_EXERCISE PROMPT_: Convert every line of the items below into a numbered list, skipping any blank lines. Leave the pictures out of your answer.

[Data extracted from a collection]

___

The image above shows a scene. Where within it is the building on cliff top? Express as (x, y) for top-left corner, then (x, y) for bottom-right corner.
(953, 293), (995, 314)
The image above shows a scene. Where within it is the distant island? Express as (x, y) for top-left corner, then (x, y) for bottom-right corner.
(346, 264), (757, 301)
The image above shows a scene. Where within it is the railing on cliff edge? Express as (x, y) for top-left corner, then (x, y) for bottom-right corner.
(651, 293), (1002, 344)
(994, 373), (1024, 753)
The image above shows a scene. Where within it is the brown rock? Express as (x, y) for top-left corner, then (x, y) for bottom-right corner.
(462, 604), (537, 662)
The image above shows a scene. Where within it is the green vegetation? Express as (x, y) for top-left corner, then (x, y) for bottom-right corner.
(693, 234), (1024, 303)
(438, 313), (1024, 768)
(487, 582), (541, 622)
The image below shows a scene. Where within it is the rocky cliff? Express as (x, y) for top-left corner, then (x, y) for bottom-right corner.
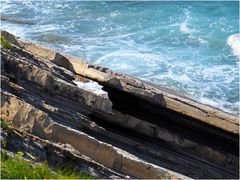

___

_OUTPUT_:
1. The image above shows a scene. Where within it is the building on cliff top? Express as (x, y) for top-left corner, then (x, y) for bottom-right corner.
2. (953, 293), (995, 314)
3. The image above shows a scene. Where within it is the distant island? Express as (x, y) for top-left corner, then (x, y) for bottom-right corner.
4. (346, 264), (757, 301)
5. The image above shows a scene. Where within it is the railing on cliff edge? Express as (x, y) for top-left corner, then (x, y) for bottom-right corner.
6. (651, 293), (1002, 344)
7. (994, 373), (1024, 753)
8. The image above shows a scene. Where within it is the brown rock? Express as (x, y) for top-left corner, then (x, y) for bottom-right corner.
9. (462, 604), (537, 662)
10. The image above shows a scene. Where within it is the green vegetation? Express as (x, y) for top-left corner, then (x, y) for bottom-right corner.
11. (693, 234), (1024, 303)
12. (438, 313), (1024, 768)
13. (487, 582), (541, 622)
14. The image below shows a scene. Where within it is the rocky cliff? Express as (x, y) for top-left corner, then (x, y) for bottom-right corner.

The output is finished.